▶ [Die Aufgabe] Schreib den Textauszug über Chuck Berry im gleichen Ton weiter, direkt im Anschluss an seinen letzten Satz.

▶ [Textauszug]

Chuck Berry, der seine erste Single im bereits reiferen Alter von 29 Jahren veröffentlicht hatte, wandte sich zwar ebenso ans Teenager-Publikum, schlug aber einen ganz anderen Tonfall an: realitätsnah und voller Doppeldeutigkeiten, dabei häufig augenzwinkernd bis hin zur Selbstironie. Sein „Storytelling“ entsprang weit weniger den zeitgenössischen Schlager-Konventionen, sondern war eher der Blues- und Folk-Tradition verhaftet: Geschichten über echte Menschen und ihre mitunter alltäglichen Erlebnisse. Prosa der klugen und unprätentiösen Art.

Was die Wahl der Waffe anging, agierte er erfreulich kompromisslos. Die Gefolgschaft des „Kings“ möge verzeihen, aber Elvis’ Akustikgitarre war oft nicht mehr als Staffage, die eigentliche Arbeit machte Scotty Moore oder Wer-auch-immer. Chuck Berry spielte elek­trisch, verzierte seine Rhythmusbegleitung mit allerlei Licks und brachte regelmäßig Soli unter – die Blaupause für alles, was da kommen sollte. Nicht mehr und nicht weniger. Vor allem: Er spielte seine Gibson „Electric Spanish“ wirklich und hielt sich nicht nur daran fest.

Was einen zwangsläufig zu Berry, dem Bühnenkünstler führt: zum Erfinder des „Duckwalk“, der auch gerne mal einen Spagat andeutete; zum eloquenten Unterhalter, der zwischen den Songs launige Anekdoten zum Besten gab, zum selbstbewusst charmanten Wo­­manizer, der mit rollenden Augen und wirrem Blick aber auch gerne den notorischen Tunichtgut durchscheinen ließ. Wenn Elvis, der Gottesfürchtige, Händchen halten wollte, stand Chuck Berry wohl eher der Sinn nach einem Quickie. Hinter der Bühne. Vor der Ehe.

▶ [Bereitgestellte Daten]

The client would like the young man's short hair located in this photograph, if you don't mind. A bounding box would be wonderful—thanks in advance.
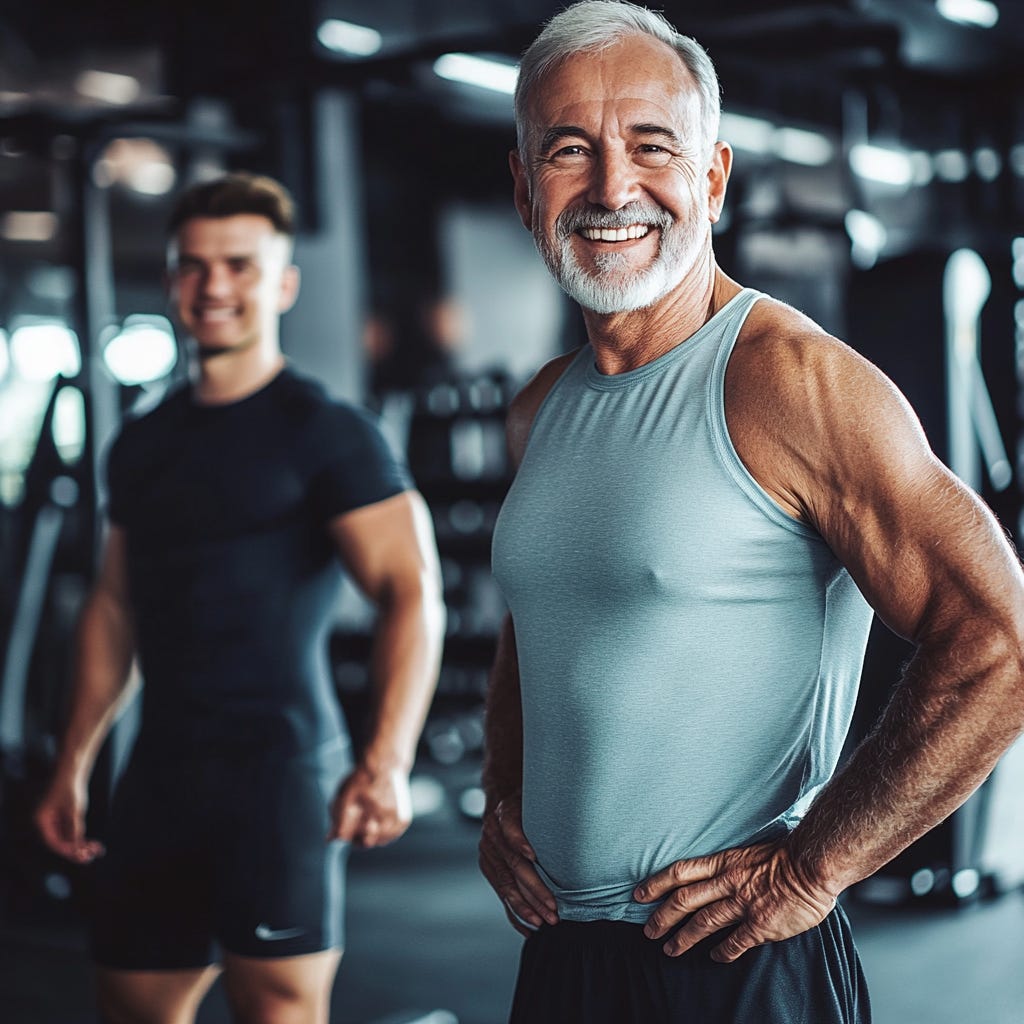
[167,171,295,239]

▶ [Antwort zur Aufgabe]
„Wenn man dem Rock‘n‘Roll einen neuen Namen geben müsste, könnte man ihn Chuck Berry nennen.“

John Lennon

Charles Edward Anderson Berry, geboren 1926 in St. Louis, Missouri, kam aus gutem Hause, wie man zu sagen pflegt. Der Vater, Dekan der örtlichen Baptistengemeinde, und die Mutter, Leiterin einer Grundschule, dürften mit dem jungen Chuck allerdings kein ganz leichtes Spiel gehabt haben. Mit 18 Jahren fuhr er nach Raubüberfall und anschließendem Autodiebstahl in den Jugendknast ein, 1947, also mit 21, kam er wieder frei. Im Februar 1962 saß er für weitere eineinhalb Jahre im Ge­­fängnis, nachdem er – angeblich – Sex mit einer 14-jährigen Kellnerin gehabt haben soll, die in seinem Nachtclub arbeitete. Was tatsächlich passiert war, lässt sich kaum rekapitulieren, schon damals wurden Vorwürfe laut, eine tendenziell rassistische Justiz hätte an diesem Idol der – nicht nur! – schwarzen Jugend ein Exempel statuieren wollen.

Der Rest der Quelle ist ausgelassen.